→ Information
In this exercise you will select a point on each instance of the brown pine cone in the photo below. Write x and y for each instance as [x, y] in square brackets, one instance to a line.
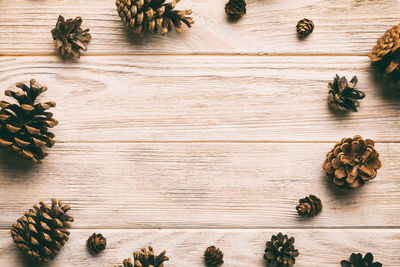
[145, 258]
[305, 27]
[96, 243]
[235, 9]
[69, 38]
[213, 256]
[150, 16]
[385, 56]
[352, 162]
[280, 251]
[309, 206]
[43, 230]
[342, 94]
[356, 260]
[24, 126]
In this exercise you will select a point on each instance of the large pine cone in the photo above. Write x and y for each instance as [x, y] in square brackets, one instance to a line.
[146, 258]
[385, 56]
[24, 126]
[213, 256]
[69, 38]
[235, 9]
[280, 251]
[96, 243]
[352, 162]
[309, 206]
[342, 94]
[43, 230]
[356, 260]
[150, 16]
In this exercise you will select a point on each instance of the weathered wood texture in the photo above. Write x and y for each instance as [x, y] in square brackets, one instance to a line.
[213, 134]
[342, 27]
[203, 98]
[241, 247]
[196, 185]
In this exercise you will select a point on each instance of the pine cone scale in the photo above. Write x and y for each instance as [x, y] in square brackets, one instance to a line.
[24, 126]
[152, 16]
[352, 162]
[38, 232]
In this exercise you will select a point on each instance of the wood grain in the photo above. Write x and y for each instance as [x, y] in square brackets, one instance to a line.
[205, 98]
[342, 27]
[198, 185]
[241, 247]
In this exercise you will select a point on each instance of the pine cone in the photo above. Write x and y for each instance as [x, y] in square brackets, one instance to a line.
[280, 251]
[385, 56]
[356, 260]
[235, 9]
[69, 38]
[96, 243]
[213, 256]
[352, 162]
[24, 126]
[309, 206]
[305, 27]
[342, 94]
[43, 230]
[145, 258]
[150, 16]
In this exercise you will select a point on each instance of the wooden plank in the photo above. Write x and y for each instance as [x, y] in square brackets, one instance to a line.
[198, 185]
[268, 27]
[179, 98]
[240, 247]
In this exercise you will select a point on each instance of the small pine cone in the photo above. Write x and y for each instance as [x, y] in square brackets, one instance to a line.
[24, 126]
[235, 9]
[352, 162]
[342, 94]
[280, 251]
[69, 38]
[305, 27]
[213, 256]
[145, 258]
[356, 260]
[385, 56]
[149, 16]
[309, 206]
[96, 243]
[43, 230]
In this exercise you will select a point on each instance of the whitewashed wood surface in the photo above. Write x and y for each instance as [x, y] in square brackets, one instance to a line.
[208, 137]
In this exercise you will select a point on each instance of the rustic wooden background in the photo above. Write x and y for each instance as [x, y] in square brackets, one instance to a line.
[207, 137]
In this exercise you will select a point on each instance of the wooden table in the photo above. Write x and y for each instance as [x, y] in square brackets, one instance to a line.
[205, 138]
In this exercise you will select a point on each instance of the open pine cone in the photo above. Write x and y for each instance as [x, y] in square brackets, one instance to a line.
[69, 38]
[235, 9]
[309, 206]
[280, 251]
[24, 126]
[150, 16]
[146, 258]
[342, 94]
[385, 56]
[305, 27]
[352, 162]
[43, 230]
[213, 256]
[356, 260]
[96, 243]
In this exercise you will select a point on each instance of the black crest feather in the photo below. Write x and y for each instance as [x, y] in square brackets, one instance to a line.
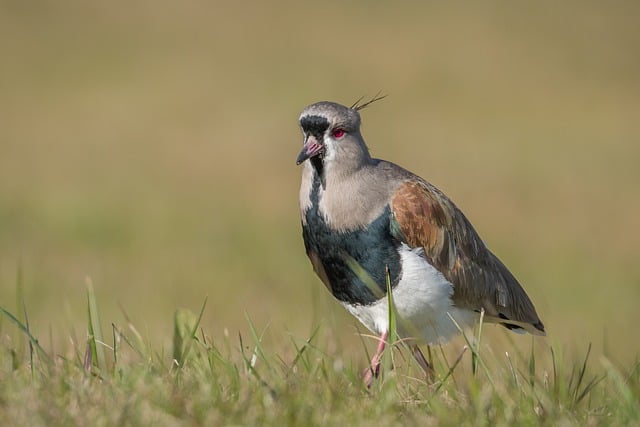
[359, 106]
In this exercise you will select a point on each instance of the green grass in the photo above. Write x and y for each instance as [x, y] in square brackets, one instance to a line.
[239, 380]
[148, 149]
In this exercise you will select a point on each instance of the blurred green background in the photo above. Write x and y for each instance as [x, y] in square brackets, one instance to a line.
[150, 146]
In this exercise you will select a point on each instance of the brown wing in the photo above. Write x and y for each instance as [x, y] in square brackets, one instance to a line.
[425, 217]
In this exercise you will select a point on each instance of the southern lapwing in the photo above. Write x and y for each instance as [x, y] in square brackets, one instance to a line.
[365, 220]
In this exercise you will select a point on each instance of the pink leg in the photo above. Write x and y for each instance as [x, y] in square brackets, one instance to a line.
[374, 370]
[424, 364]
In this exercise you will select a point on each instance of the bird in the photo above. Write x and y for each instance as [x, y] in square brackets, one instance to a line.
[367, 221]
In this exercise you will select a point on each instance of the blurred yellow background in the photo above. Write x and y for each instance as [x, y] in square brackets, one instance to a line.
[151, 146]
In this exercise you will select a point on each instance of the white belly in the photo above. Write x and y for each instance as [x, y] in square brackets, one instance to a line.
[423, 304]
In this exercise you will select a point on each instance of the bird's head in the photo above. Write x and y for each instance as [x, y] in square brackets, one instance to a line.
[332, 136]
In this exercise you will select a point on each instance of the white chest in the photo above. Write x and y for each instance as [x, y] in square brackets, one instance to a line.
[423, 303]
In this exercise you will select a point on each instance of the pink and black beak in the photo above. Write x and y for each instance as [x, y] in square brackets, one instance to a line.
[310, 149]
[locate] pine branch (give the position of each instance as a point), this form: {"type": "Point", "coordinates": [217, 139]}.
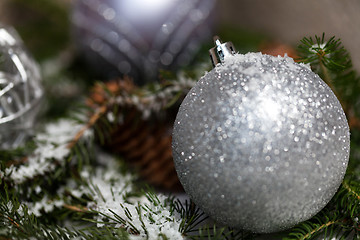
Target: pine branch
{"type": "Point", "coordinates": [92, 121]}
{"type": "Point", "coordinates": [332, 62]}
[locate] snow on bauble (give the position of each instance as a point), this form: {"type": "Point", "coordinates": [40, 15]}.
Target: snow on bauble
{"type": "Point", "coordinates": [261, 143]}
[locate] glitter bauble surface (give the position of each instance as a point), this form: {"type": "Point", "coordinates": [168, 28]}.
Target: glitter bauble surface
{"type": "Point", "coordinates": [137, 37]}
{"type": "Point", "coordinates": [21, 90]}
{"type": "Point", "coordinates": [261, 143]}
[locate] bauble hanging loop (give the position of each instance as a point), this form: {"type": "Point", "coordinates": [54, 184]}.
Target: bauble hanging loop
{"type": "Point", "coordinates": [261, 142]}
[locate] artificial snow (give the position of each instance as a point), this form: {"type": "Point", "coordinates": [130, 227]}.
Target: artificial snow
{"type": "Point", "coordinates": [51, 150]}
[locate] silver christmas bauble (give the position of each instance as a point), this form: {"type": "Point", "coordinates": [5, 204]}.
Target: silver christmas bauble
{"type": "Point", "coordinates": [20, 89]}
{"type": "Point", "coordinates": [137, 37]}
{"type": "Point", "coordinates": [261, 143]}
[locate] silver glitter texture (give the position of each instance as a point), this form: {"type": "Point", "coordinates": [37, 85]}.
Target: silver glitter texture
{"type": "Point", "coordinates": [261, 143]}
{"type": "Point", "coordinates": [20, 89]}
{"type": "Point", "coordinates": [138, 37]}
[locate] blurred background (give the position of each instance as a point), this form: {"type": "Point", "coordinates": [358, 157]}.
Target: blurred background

→ Your instructions
Where does the word "give" occur in the records? Return every line that holds it.

→ Response to this exercise
[locate] pine branch (give the position of each instance as a point), this form: {"type": "Point", "coordinates": [217, 139]}.
[locate] snow on bauble (give the position of each instance as a point), this form: {"type": "Point", "coordinates": [40, 15]}.
[locate] glitter bauble surface (give the position of each instance as a point), this form: {"type": "Point", "coordinates": [168, 28]}.
[locate] bauble hanging loop (give the position of each instance as a point), this form: {"type": "Point", "coordinates": [54, 184]}.
[locate] artificial snow (give the position of each instance as a point), this form: {"type": "Point", "coordinates": [130, 227]}.
[locate] silver christmas bauble (give the position of each instance as a point), this form: {"type": "Point", "coordinates": [5, 204]}.
[locate] silver glitter texture (give the position of each instance as a point), this form: {"type": "Point", "coordinates": [37, 85]}.
[locate] blurred background (give the position of each instance as a point), this form: {"type": "Point", "coordinates": [358, 157]}.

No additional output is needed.